>> Start DATA PROVIDED
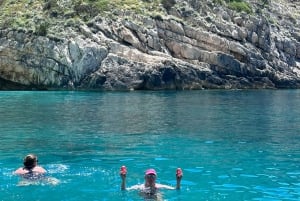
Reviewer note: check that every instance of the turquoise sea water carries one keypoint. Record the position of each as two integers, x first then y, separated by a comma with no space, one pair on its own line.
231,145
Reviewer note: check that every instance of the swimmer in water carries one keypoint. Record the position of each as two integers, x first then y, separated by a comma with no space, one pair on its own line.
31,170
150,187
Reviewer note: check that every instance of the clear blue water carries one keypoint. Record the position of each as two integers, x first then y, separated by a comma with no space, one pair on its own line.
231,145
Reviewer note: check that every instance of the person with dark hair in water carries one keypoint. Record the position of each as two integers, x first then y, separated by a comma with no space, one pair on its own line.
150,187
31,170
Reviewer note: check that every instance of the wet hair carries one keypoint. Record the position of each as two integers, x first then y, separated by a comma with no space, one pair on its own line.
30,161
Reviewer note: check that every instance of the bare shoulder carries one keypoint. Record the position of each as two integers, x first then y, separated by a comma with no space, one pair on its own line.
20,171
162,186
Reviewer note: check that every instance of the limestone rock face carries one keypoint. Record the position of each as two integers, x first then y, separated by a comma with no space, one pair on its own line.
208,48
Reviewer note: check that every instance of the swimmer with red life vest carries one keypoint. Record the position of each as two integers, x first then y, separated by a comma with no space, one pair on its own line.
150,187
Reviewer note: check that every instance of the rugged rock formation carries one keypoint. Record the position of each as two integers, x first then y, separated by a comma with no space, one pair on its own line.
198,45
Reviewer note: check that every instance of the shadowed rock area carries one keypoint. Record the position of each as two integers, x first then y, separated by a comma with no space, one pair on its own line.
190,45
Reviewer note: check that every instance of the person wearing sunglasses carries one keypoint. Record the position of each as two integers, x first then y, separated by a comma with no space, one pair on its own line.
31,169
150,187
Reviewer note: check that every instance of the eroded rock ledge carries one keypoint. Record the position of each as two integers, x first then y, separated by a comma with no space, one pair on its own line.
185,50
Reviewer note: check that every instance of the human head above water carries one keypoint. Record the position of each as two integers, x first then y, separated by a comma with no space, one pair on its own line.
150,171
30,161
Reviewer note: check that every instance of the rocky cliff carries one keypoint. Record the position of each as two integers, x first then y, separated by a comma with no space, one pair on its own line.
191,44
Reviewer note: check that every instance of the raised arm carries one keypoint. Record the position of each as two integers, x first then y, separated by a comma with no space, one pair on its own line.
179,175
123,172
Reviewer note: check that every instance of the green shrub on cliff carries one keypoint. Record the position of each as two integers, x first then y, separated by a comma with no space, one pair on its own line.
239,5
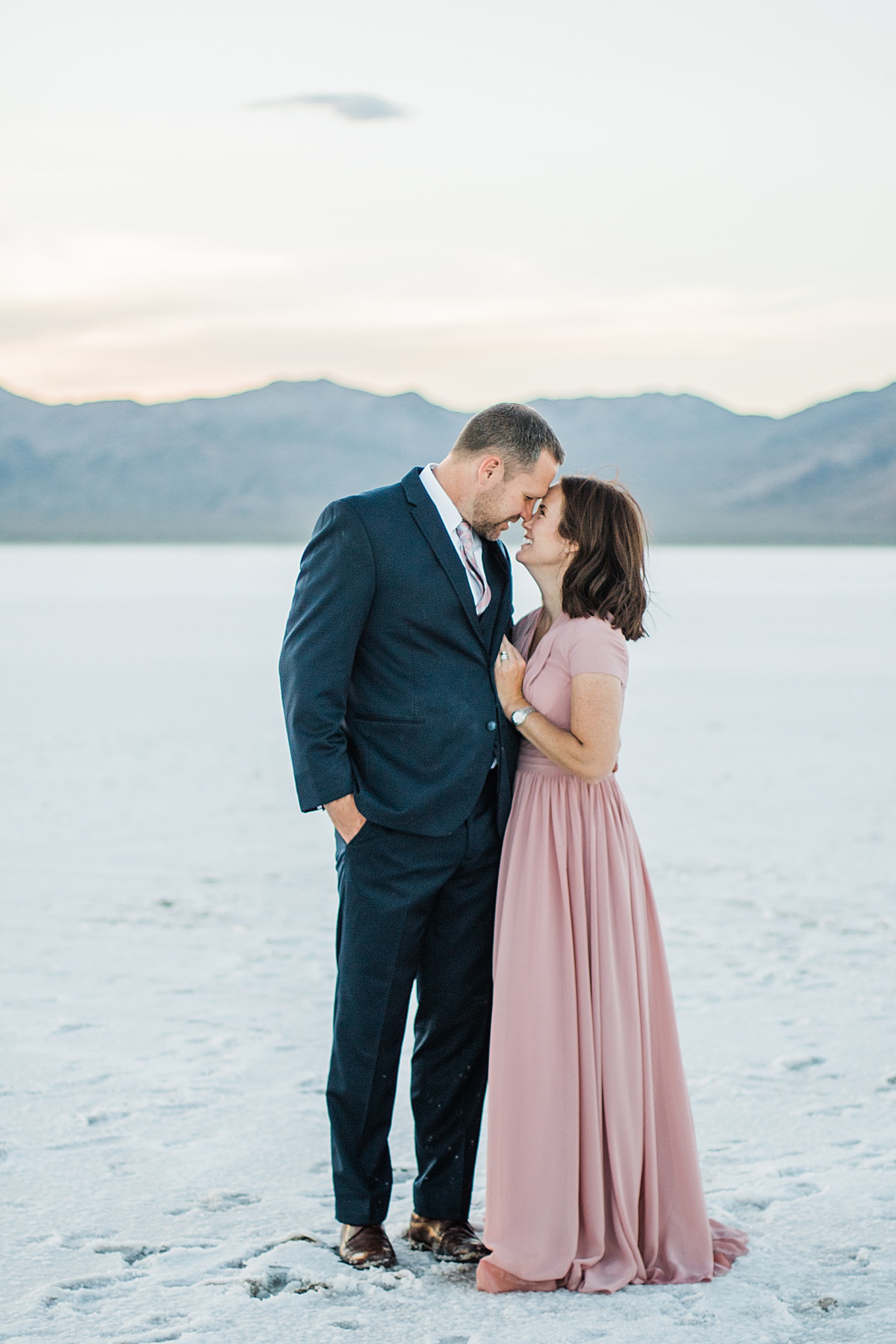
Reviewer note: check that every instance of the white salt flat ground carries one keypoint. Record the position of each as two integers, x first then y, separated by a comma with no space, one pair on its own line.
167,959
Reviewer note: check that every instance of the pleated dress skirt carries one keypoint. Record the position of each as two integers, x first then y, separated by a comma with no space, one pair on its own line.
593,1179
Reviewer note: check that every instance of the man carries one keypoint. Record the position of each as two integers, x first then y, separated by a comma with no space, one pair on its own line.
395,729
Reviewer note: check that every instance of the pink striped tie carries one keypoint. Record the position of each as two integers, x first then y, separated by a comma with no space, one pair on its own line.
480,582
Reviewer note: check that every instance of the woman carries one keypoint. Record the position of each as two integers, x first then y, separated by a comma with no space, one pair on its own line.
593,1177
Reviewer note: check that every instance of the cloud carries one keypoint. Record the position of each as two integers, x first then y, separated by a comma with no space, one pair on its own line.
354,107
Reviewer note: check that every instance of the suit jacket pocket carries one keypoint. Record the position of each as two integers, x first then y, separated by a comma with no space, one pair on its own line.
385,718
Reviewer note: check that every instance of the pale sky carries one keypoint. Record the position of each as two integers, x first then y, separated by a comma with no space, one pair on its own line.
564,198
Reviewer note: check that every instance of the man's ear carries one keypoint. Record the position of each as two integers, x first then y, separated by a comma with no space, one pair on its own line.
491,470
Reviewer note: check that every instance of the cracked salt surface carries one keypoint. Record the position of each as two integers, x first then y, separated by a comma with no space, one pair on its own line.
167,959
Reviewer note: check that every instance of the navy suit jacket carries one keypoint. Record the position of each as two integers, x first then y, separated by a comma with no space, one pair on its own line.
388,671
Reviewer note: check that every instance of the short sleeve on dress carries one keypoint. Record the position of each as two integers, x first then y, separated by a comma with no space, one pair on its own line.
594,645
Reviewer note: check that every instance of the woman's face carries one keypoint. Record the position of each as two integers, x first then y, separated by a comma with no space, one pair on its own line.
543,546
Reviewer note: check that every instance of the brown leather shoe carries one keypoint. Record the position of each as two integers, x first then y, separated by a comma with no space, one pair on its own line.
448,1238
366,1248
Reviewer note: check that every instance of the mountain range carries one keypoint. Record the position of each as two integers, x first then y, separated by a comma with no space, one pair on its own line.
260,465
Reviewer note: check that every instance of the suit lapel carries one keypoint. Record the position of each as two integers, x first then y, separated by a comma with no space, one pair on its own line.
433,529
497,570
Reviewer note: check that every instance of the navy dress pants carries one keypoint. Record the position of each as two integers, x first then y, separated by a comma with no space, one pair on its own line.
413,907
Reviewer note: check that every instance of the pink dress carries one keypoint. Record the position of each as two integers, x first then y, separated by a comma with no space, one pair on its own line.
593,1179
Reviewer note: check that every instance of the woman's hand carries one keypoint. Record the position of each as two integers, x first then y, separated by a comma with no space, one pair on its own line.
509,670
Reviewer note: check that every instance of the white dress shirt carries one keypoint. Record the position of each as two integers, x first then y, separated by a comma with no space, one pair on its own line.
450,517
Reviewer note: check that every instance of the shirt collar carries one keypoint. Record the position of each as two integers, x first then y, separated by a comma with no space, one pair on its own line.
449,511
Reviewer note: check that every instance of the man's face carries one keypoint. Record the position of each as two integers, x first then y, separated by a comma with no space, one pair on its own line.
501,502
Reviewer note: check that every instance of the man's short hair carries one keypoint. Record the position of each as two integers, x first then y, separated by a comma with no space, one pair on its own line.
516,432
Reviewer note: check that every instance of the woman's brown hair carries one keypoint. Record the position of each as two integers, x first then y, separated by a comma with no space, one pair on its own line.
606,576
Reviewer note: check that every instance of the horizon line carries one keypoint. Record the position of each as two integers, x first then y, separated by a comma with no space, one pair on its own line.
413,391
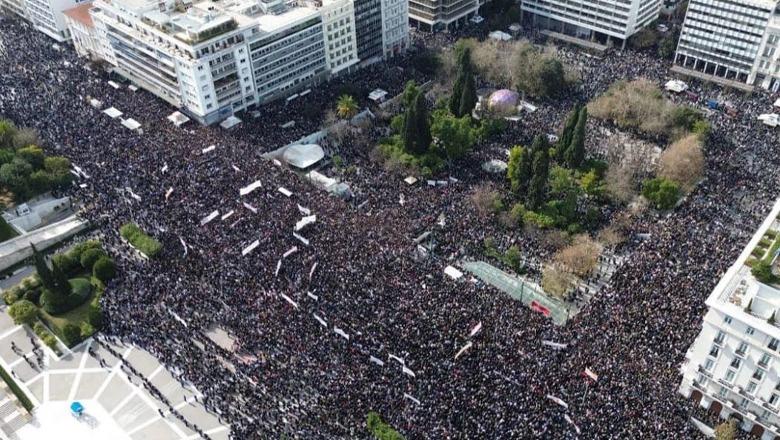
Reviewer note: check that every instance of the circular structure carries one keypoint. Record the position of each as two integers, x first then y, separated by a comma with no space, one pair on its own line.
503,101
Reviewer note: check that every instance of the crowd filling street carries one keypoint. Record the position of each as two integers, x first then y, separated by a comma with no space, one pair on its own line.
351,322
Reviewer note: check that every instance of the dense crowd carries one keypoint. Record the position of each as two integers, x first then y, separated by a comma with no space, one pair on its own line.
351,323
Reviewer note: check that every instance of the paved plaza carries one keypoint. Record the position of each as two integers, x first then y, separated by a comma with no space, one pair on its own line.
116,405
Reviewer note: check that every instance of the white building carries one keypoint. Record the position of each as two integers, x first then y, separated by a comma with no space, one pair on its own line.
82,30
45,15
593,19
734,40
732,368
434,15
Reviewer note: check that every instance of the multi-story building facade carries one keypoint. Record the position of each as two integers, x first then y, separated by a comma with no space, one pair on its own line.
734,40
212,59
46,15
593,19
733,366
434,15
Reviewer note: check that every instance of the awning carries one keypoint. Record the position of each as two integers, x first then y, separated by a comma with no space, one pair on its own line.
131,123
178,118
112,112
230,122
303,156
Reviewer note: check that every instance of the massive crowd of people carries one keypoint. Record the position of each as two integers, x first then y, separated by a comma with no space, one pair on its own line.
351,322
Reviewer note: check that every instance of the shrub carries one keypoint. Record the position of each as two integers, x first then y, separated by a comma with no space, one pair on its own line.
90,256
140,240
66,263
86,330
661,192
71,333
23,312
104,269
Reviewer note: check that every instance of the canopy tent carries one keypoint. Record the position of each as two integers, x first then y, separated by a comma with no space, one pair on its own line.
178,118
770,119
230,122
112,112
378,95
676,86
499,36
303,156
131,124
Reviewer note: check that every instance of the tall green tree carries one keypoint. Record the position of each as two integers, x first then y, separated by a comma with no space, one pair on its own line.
>> End DATA PROVIDED
>> Start DATA PROVIDED
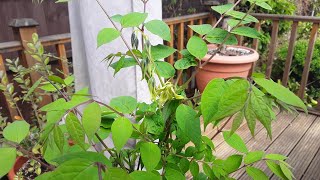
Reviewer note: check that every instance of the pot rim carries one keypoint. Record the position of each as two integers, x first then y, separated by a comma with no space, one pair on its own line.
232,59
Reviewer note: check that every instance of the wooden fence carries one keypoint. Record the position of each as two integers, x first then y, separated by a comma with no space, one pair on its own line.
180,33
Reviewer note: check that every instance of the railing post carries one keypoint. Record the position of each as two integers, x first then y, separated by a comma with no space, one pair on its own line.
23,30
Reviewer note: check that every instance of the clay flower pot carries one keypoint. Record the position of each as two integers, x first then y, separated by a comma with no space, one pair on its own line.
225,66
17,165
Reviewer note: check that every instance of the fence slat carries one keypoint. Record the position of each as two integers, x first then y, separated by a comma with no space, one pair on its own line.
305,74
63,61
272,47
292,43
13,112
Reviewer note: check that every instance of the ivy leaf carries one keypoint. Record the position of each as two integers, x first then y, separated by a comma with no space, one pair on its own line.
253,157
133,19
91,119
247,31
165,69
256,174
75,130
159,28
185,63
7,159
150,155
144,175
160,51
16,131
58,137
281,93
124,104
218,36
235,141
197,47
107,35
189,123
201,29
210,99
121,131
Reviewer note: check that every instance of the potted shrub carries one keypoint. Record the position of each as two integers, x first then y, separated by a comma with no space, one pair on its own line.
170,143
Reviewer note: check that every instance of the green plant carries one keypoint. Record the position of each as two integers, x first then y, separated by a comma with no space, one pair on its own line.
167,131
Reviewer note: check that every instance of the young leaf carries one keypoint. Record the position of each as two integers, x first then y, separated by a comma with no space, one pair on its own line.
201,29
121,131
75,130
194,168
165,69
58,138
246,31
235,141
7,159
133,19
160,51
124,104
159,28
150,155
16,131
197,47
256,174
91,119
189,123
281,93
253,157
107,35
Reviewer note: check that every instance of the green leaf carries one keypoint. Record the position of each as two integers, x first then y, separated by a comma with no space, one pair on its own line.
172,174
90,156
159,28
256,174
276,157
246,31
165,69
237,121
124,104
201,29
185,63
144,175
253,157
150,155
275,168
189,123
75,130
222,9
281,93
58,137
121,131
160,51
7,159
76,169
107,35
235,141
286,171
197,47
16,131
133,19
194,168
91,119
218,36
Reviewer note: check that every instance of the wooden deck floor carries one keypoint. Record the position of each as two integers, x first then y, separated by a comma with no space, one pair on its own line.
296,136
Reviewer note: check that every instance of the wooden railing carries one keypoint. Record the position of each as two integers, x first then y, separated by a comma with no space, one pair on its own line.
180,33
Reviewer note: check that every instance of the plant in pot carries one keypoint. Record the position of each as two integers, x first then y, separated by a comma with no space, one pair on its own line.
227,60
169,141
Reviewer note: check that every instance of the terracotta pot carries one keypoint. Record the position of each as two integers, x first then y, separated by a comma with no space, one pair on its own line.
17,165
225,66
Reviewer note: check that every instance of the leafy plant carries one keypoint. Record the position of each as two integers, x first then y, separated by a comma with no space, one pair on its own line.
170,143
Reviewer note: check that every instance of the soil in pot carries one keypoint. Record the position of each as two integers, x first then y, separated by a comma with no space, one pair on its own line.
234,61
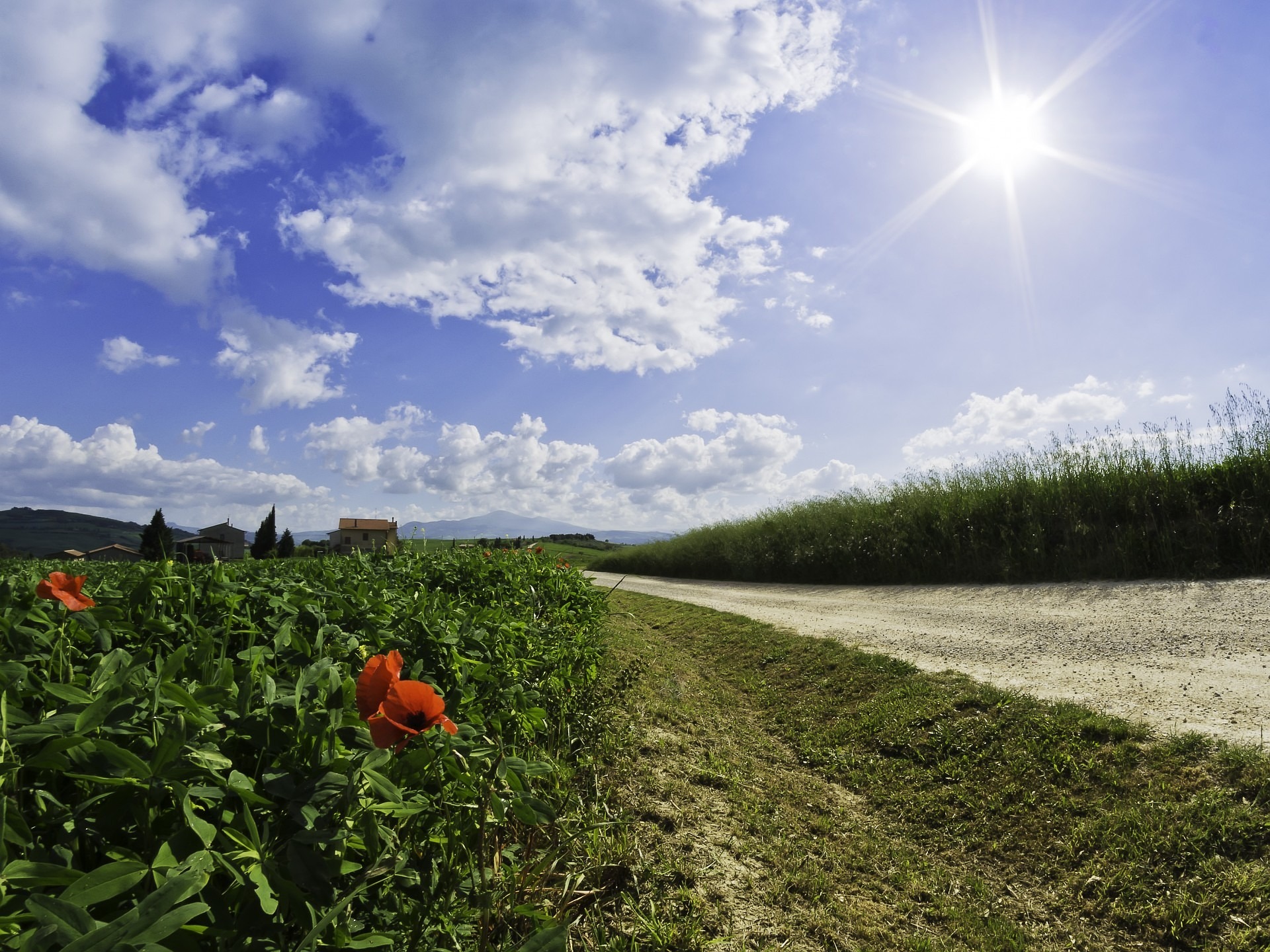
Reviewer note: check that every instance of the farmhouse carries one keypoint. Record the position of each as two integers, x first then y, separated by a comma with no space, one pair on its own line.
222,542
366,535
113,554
>> End DATA PROVIDED
>> Start DATA PROVIDED
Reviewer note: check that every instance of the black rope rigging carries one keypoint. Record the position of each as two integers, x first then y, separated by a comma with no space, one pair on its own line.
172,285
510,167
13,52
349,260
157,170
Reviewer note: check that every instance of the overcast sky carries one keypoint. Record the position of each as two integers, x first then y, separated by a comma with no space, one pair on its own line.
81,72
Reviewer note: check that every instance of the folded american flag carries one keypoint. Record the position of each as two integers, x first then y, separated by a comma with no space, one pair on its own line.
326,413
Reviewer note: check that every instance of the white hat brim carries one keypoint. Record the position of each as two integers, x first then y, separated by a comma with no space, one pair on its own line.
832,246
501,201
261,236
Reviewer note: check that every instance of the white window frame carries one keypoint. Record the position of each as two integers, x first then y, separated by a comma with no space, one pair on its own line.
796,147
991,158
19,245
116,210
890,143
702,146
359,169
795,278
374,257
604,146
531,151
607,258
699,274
>> End DATA PROVIDED
Please pick out and copy every line of the records that contains the word "green". Case counts.

Reviewer note: check that every instance of the green shrub on cliff carries one keypoint. Record the position of each as two integers, x first then y, separated by a comma with no space, one pair on its own line.
Reviewer note: check that every instance of the tall green tree carries one keypoint. Record the position of each as two integers, x first then y, separated by a comma with no space, one pair on its own line.
Reviewer note: check that every instance of the green plant carries one keypoint. Record the position of each as two integers, x first then y, separated by a comma with no space, one pair on its own line.
Reviewer note: check that every instance of the green leaf carries one keypoint. Record the position of each as two integers, x first then y, separated by a comma with no space, one pair on its own line.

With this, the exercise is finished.